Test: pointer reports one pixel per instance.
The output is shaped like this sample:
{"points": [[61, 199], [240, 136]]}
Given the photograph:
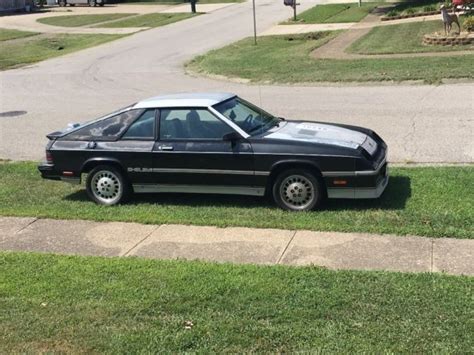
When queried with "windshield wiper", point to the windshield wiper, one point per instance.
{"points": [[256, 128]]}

--

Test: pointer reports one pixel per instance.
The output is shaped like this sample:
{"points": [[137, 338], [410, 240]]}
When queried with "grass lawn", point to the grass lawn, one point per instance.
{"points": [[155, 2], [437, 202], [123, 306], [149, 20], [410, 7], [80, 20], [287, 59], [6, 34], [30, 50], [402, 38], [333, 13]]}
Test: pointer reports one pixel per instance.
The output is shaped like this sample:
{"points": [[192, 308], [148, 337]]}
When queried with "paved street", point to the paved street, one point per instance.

### TASK TO COMPLETE
Word for word, restate the lines of the data above that fall between the line holding "lawn, one point per instance." and the line holding "street, one point per instance.", inclusive, and no other lines.

### WRITTEN ANSWER
When queried with "grass lawn", point to the grass lawn, one point per instance.
{"points": [[155, 2], [437, 202], [123, 306], [149, 20], [410, 7], [80, 20], [287, 59], [6, 34], [30, 50], [402, 38], [333, 13]]}
Test: pointer reports one pixel per instance.
The output is shaped like this sample:
{"points": [[192, 308], [148, 337]]}
When queried with "paved street", point to the paved street, one point per instance.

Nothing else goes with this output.